- Problem
Reproduce every line of the material below verbatim, changing nothing.

- Provided data
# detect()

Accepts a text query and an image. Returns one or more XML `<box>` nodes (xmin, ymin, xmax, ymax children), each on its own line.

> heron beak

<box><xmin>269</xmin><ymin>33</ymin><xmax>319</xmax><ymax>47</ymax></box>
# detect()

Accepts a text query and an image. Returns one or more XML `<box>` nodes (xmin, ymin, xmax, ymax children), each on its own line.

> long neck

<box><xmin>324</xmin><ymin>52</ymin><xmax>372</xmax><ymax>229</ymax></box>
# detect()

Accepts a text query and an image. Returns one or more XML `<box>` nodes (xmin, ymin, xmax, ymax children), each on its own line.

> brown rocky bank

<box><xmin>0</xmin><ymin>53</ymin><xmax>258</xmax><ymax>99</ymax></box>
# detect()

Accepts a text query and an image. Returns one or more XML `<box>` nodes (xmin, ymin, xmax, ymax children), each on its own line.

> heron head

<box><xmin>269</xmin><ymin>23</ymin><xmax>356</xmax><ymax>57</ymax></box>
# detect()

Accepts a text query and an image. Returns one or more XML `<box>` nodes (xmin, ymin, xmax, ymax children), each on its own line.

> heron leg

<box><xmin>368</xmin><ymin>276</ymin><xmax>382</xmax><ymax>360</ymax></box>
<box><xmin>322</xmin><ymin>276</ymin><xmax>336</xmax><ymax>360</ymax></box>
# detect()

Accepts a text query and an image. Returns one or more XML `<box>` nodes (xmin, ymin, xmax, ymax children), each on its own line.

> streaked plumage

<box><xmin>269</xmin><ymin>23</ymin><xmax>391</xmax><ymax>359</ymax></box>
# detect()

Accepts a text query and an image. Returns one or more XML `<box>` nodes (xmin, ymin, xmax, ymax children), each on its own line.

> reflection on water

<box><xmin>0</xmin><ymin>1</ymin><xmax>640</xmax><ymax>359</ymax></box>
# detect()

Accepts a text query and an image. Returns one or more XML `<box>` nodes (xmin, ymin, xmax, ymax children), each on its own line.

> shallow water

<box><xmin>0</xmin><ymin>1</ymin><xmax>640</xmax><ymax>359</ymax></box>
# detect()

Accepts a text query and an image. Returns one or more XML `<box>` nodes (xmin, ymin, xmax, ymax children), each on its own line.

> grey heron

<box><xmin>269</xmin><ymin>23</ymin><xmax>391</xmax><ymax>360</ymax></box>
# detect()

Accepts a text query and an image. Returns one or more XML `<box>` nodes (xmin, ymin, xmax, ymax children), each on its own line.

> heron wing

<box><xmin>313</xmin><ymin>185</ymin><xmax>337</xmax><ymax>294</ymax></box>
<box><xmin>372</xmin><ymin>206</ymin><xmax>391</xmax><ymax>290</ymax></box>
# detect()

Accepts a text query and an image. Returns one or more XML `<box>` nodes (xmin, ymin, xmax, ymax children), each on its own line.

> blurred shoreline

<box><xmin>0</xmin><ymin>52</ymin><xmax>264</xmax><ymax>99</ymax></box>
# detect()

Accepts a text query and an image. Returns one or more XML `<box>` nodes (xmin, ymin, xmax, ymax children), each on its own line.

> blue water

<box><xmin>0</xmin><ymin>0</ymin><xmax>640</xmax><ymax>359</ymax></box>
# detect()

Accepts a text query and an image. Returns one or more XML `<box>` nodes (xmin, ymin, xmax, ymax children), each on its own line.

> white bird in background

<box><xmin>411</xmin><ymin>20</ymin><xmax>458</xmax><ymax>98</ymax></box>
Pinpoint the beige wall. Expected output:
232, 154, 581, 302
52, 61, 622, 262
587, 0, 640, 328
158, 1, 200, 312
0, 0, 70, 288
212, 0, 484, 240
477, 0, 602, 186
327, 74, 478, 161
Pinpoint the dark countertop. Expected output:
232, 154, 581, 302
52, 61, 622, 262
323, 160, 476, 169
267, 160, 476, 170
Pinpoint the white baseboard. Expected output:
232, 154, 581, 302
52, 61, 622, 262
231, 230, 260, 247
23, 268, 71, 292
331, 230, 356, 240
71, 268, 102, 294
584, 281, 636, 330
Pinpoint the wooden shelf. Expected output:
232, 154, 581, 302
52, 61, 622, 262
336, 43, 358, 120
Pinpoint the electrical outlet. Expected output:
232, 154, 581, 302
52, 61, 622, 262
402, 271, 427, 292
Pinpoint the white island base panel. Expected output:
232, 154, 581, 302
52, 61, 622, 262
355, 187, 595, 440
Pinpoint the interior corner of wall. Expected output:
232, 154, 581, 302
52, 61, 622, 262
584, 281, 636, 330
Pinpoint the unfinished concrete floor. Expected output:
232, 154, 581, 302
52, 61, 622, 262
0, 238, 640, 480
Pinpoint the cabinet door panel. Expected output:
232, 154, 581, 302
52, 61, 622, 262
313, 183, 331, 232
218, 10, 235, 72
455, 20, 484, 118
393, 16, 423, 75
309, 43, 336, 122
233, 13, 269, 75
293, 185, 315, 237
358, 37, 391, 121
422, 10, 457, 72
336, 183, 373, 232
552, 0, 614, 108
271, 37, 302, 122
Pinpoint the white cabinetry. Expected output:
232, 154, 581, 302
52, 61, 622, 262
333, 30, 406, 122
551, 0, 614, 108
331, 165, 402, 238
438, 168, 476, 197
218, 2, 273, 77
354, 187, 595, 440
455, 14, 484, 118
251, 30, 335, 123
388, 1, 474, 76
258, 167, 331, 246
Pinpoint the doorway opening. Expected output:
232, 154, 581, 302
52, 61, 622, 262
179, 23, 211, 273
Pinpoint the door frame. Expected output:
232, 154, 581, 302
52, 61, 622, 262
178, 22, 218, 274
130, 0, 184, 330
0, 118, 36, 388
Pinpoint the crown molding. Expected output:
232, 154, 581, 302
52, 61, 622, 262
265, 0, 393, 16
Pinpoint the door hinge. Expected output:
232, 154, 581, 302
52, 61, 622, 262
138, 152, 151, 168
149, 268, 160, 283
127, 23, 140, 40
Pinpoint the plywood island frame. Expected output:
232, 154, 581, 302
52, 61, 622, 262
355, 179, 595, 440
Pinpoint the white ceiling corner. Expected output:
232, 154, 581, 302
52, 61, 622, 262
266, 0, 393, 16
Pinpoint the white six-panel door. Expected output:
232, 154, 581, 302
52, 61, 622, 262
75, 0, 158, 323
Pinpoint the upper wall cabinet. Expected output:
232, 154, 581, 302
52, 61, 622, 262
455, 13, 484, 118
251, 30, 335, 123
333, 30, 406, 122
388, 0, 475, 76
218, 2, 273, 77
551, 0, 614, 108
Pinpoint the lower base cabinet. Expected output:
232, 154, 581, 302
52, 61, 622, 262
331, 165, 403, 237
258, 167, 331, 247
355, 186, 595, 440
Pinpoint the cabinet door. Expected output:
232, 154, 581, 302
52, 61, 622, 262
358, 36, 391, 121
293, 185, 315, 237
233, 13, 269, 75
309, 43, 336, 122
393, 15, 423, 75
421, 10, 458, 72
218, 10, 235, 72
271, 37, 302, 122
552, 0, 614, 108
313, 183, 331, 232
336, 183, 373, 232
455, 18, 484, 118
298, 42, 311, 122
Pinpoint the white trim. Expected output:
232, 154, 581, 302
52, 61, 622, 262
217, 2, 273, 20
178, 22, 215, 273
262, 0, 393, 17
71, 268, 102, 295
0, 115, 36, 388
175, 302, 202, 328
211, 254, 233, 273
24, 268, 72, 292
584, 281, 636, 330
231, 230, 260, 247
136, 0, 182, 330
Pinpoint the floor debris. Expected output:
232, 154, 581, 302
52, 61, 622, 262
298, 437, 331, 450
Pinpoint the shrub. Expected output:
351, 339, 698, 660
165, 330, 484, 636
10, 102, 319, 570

- Full solution
# detect()

Accepts a text query and an image. Returns one or more XML `<box>` nodes (xmin, ymin, xmax, ymax children), each on its own line.

> heron beak

<box><xmin>269</xmin><ymin>33</ymin><xmax>319</xmax><ymax>47</ymax></box>
# detect()

Accepts a text query and an image. Returns one or more XML `<box>` nodes (xmin, ymin, xmax, ymax children), each on its own line.

> long neck

<box><xmin>324</xmin><ymin>52</ymin><xmax>372</xmax><ymax>229</ymax></box>
# detect()

Accepts a text query and an image. Returns one or more XML `<box>` nodes (xmin, ymin, xmax, ymax children), each on its own line.

> brown rocky bank

<box><xmin>0</xmin><ymin>53</ymin><xmax>258</xmax><ymax>99</ymax></box>
# detect()

Accepts a text query and an image. Returns one or more XML `<box>` nodes (xmin, ymin, xmax, ymax children), each on its own line.

> heron head

<box><xmin>269</xmin><ymin>23</ymin><xmax>356</xmax><ymax>57</ymax></box>
# detect()

Accepts a text query and an image. Returns one or more XML `<box>` nodes (xmin, ymin, xmax, ymax children), each on its own line.

> heron leg

<box><xmin>368</xmin><ymin>276</ymin><xmax>382</xmax><ymax>360</ymax></box>
<box><xmin>322</xmin><ymin>276</ymin><xmax>336</xmax><ymax>360</ymax></box>
# detect()

Accepts a text query and an image. Returns one or more XML `<box>` nodes (xmin, ymin, xmax, ymax children), each on its own line.

> streaked plumage

<box><xmin>269</xmin><ymin>23</ymin><xmax>391</xmax><ymax>359</ymax></box>
# detect()

Accepts a text query and an image. Returns one or more XML `<box>` nodes (xmin, ymin, xmax, ymax children), each on its own line.

> reflection on water

<box><xmin>0</xmin><ymin>1</ymin><xmax>640</xmax><ymax>359</ymax></box>
# detect()

Accepts a text query and an image. Returns one or more XML `<box>` nodes (xmin, ymin, xmax, ymax children), each on its own line.

> shallow water

<box><xmin>0</xmin><ymin>1</ymin><xmax>640</xmax><ymax>359</ymax></box>
# detect()

Accepts a text query and an image. Returns one or more XML `<box>` nodes (xmin, ymin, xmax, ymax children), each on its own line.

> grey heron

<box><xmin>269</xmin><ymin>23</ymin><xmax>391</xmax><ymax>360</ymax></box>
# detect()

Accepts a text query and an image. Returns one or more XML `<box>` nodes (xmin, ymin, xmax, ymax children), each on its own line.

> heron wing

<box><xmin>313</xmin><ymin>185</ymin><xmax>337</xmax><ymax>294</ymax></box>
<box><xmin>372</xmin><ymin>206</ymin><xmax>391</xmax><ymax>290</ymax></box>
# detect()

Accepts a text query and an image. Returns one or more XML `<box>` nodes (xmin, ymin, xmax, ymax children), each on its own line.

> blurred shoreline

<box><xmin>0</xmin><ymin>52</ymin><xmax>264</xmax><ymax>99</ymax></box>
# detect()

Accepts a text query and an image. Returns one or more XML `<box>` nodes (xmin, ymin, xmax, ymax children), each on its own line.

> blue water

<box><xmin>0</xmin><ymin>0</ymin><xmax>640</xmax><ymax>359</ymax></box>
# detect()

Accepts a text query and an image. Returns one or more XML `<box>` nodes (xmin, ymin, xmax, ymax children), each on its own line.

> white bird in background

<box><xmin>411</xmin><ymin>20</ymin><xmax>458</xmax><ymax>98</ymax></box>
Pinpoint the beige wall. Expected output:
232, 154, 581, 302
52, 61, 622, 262
587, 0, 640, 328
158, 1, 200, 312
0, 0, 70, 288
212, 0, 484, 240
477, 0, 602, 186
327, 74, 478, 161
Pinpoint the dark countertop. Expected output:
232, 154, 581, 302
52, 61, 622, 262
323, 160, 476, 169
267, 160, 476, 170
Pinpoint the white baseboard. Expected output:
232, 154, 581, 302
52, 61, 622, 262
231, 230, 260, 247
23, 268, 71, 292
331, 230, 356, 240
71, 268, 102, 294
584, 281, 636, 330
Pinpoint the wooden shelf. Expected output:
232, 154, 581, 302
52, 61, 622, 262
336, 43, 358, 120
Pinpoint the electrical outlet. Expected output:
232, 154, 581, 302
52, 61, 622, 262
402, 271, 427, 292
Pinpoint the white island base panel. Expected output:
232, 154, 581, 302
52, 61, 622, 262
355, 187, 595, 440
Pinpoint the interior corner of wall. Expected output:
232, 154, 581, 302
52, 61, 622, 262
584, 281, 636, 330
Pinpoint the unfinished concrete floor. Expected output:
232, 154, 581, 302
52, 61, 622, 262
0, 238, 640, 480
Pinpoint the cabinet door panel. Expected output:
232, 154, 581, 302
52, 61, 622, 262
313, 183, 331, 232
218, 10, 235, 72
455, 20, 484, 118
393, 16, 423, 75
309, 43, 336, 122
233, 13, 269, 75
293, 185, 315, 237
358, 37, 391, 121
422, 10, 457, 72
336, 183, 373, 232
552, 0, 614, 108
271, 37, 302, 122
Pinpoint the white cabinetry. Expected output:
232, 154, 581, 302
52, 61, 622, 262
333, 30, 406, 122
551, 0, 614, 108
331, 165, 402, 238
438, 168, 476, 197
218, 2, 273, 77
354, 187, 595, 440
455, 14, 484, 118
251, 30, 335, 123
388, 1, 474, 76
258, 167, 331, 246
Pinpoint the doorway opening. Expected output:
232, 154, 581, 302
52, 61, 622, 262
179, 23, 211, 273
Pinpoint the door frame. Expected output:
232, 154, 581, 302
52, 61, 622, 262
178, 22, 218, 274
130, 0, 184, 330
0, 118, 36, 388
Pinpoint the crown molding. Expected output:
232, 154, 581, 302
52, 61, 622, 262
265, 0, 393, 16
Pinpoint the door hinge. Expected output:
232, 154, 581, 302
52, 61, 622, 262
138, 152, 151, 168
149, 268, 160, 283
127, 23, 140, 40
Pinpoint the plywood island frame. Expected output:
232, 154, 581, 302
52, 61, 622, 262
355, 179, 595, 440
Pinpoint the white ceiling corner. Expected output:
232, 154, 581, 302
52, 61, 622, 262
266, 0, 393, 16
Pinpoint the white six-panel door. Expected output:
232, 154, 581, 302
52, 61, 622, 262
75, 0, 158, 323
Pinpoint the upper wall cabinet. Expected output:
232, 154, 581, 302
52, 61, 622, 262
455, 13, 484, 118
251, 30, 335, 123
333, 30, 406, 122
388, 0, 475, 76
218, 2, 273, 77
551, 0, 614, 108
Pinpoint the lower base cabinet. Expected output:
232, 154, 581, 302
52, 61, 622, 262
331, 165, 403, 237
258, 167, 331, 247
355, 186, 595, 440
Pinpoint the cabinet door. Expected output:
232, 154, 581, 302
52, 61, 622, 262
358, 36, 391, 121
293, 185, 315, 237
233, 13, 269, 75
309, 43, 336, 122
393, 15, 423, 75
421, 10, 458, 72
218, 10, 235, 72
271, 37, 302, 122
552, 0, 614, 108
313, 183, 331, 232
336, 183, 373, 232
455, 18, 484, 118
298, 42, 311, 122
Pinpoint the white trim. Expected output:
232, 154, 581, 302
52, 61, 622, 262
217, 2, 273, 20
178, 22, 215, 273
262, 0, 393, 17
71, 268, 102, 295
0, 115, 36, 388
175, 302, 202, 328
211, 254, 233, 273
24, 268, 72, 292
584, 281, 636, 330
231, 230, 260, 247
136, 0, 182, 330
Pinpoint the floor debris. Expected output:
232, 154, 581, 302
52, 61, 622, 262
298, 437, 331, 450
Pinpoint the shrub. Expected output:
351, 339, 698, 660
165, 330, 484, 636
10, 102, 319, 570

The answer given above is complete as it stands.